In determining whether to dismiss a complaint under Rule 12(b)(6), the court is ordinarily limited to the face of the complaint. Van Buskirk v. Cable News Network, Inc., 284 F.3d 977, 980 (9th Cir. 2002). Factual allegations in the complaint must be taken as true and reasonable inferences drawn from them must be construed in favor of the plaintiff. Cahill v. Liberty Mut. Ins. Co., 80 F.3d 336, 337-38 (9th Cir. 1996). The court cannot assume, however, that “the [plaintiff] can prove facts that [he or she] has not alleged.” Associated Gen. Contractors of Cal., Inc. v. Cal. State Council of Carpenters, 459 U.S. 519, 526 (1983). “Nor is the court required to accept as true allegations that are merely conclusory, unwarranted deductions of fact, or unreasonable inferences.” Sprewell v. Golden State Warriors, 266 F.3d 979, 988 (9th Cir. 2001).

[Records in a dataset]
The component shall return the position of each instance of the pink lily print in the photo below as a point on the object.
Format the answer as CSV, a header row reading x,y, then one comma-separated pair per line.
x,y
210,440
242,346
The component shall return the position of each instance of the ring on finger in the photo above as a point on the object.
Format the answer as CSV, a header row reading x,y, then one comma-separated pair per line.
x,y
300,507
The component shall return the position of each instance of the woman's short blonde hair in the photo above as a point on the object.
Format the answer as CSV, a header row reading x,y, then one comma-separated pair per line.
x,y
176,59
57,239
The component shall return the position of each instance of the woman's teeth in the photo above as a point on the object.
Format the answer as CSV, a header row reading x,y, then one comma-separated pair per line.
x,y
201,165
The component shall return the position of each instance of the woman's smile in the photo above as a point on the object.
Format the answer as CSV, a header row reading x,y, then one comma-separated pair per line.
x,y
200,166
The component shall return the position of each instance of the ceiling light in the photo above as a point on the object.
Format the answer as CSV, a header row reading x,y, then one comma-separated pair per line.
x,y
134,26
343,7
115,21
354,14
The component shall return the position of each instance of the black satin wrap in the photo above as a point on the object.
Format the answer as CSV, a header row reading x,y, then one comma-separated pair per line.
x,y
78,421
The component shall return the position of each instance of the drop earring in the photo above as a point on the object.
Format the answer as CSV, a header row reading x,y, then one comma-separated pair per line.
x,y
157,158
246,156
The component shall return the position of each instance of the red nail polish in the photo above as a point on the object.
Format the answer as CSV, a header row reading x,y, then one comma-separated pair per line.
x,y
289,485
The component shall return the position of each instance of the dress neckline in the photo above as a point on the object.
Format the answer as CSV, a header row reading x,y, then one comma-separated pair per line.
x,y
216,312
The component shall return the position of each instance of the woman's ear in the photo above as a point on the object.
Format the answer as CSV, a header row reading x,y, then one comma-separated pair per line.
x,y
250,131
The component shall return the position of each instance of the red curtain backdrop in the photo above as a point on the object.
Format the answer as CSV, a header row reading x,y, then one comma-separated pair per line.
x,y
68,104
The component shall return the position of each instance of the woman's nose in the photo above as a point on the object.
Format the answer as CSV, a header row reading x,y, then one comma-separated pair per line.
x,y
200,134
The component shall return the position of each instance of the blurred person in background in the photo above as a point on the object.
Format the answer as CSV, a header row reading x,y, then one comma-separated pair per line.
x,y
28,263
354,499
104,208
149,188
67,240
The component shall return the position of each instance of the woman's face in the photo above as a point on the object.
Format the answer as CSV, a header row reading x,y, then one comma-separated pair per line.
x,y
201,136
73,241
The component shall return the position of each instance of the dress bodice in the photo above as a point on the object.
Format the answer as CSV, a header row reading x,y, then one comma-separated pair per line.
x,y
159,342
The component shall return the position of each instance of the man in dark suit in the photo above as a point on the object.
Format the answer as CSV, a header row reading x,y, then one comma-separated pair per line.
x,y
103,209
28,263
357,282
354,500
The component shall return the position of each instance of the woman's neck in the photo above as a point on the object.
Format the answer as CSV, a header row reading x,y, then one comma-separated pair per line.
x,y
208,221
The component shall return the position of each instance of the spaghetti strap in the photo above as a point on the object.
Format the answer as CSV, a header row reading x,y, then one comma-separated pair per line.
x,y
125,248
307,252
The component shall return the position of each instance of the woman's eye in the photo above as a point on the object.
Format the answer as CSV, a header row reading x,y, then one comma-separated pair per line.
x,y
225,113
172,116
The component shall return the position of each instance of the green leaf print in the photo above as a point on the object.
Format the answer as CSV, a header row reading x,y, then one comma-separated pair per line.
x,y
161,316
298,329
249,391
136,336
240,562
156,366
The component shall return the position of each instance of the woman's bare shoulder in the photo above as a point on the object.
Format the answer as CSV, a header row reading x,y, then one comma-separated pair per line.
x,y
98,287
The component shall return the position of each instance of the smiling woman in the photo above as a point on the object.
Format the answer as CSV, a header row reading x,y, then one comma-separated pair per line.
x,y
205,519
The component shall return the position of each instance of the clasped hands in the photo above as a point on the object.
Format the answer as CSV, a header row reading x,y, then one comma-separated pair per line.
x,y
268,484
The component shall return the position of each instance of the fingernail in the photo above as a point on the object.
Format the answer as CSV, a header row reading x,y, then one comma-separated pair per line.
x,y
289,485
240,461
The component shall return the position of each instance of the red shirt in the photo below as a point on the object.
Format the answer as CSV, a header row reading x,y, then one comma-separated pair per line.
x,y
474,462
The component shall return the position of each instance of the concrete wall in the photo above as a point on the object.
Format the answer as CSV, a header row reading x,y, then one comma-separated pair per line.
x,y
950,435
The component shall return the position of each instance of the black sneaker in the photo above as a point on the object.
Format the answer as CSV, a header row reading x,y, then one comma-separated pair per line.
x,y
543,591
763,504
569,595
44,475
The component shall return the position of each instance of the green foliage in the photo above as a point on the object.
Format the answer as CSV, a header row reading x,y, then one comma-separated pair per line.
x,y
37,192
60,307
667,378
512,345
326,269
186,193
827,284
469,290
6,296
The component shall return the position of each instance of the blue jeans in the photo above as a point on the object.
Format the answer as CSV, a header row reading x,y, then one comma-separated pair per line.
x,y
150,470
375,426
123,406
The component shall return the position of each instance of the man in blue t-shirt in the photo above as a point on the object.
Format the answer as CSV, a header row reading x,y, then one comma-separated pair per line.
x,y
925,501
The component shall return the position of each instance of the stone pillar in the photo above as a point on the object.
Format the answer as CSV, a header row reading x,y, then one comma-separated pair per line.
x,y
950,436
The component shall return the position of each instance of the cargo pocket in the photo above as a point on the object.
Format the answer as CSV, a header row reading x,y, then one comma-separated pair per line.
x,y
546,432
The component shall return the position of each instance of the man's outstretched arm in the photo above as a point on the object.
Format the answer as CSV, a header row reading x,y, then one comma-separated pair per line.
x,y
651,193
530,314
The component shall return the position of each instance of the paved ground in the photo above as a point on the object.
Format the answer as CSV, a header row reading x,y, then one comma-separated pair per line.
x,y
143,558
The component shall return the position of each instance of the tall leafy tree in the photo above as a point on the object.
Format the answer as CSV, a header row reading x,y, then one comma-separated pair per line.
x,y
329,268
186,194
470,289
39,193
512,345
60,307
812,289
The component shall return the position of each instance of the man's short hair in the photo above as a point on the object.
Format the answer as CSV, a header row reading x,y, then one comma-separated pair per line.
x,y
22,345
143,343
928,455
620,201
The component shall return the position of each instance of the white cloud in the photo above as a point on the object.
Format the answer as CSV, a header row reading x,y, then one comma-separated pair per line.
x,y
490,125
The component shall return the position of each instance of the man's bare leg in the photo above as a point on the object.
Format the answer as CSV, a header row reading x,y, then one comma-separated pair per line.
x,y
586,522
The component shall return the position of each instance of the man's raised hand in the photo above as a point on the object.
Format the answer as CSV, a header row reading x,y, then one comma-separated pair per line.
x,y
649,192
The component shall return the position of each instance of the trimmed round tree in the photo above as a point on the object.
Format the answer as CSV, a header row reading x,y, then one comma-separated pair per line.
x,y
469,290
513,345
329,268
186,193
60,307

What to do:
[A] Can you reproduce the Rule 12(b)(6) passage word for word, beginning at the words "In determining whether" and stopping after the words "(9th Cir. 2001)."?
[B] How would you carry on the Rule 12(b)(6) passage, picking up right after its final sentence?
Nothing in the listing is needed.

Answers for the exercise:
[A]
In determining whether to dismiss a complaint under Rule 12(b)(6), the court is ordinarily limited to the face of the complaint. Van Buskirk v. Cable News Network, Inc., 284 F.3d 977, 980 (9th Cir. 2002). Factual allegations in the complaint must be taken as true and reasonable inferences drawn from them must be construed in favor of the plaintiff. Cahill v. Liberty Mut. Ins. Co., 80 F.3d 336, 337-38 (9th Cir. 1996). The court cannot assume, however, that “the [plaintiff] can prove facts that [he or she] has not alleged.” Associated Gen. Contractors of Cal., Inc. v. Cal. State Council of Carpenters, 459 U.S. 519, 526 (1983). “Nor is the court required to accept as true allegations that are merely conclusory, unwarranted deductions of fact, or unreasonable inferences.” Sprewell v. Golden State Warriors, 266 F.3d 979, 988 (9th Cir. 2001).

[B]
Federal courts must construe pro se complaints liberally. Hughes v. Rowe, 449 U.S. 5, 9 (1980); Hearns v. Terhune, 413 F.3d 1036, 1040 (9th Cir. 2005). A pro se plaintiff need only provide defendants with fair notice of his claims and the grounds upon which they rest. Hearns, 413 F.3d at 1043. He need not plead specific legal theories so long as sufficient factual averments show that he may be entitled to some relief. Id. at 1041.

When dismissing a case for failure to state a claim, the Ninth Circuit has “repeatedly held that a district court should grant leave to amend even if no request to amend the pleading was made, unless it determines that the pleading could not possibly be cured by the allegation of other facts.” Lopez, 203 F.3d at 1130 (cleaned up).

ANALYSIS

First, the complaint does not explain enough about what happened. If he files an amended complaint, the plaintiff should elaborate on the alleged fraud and extortion.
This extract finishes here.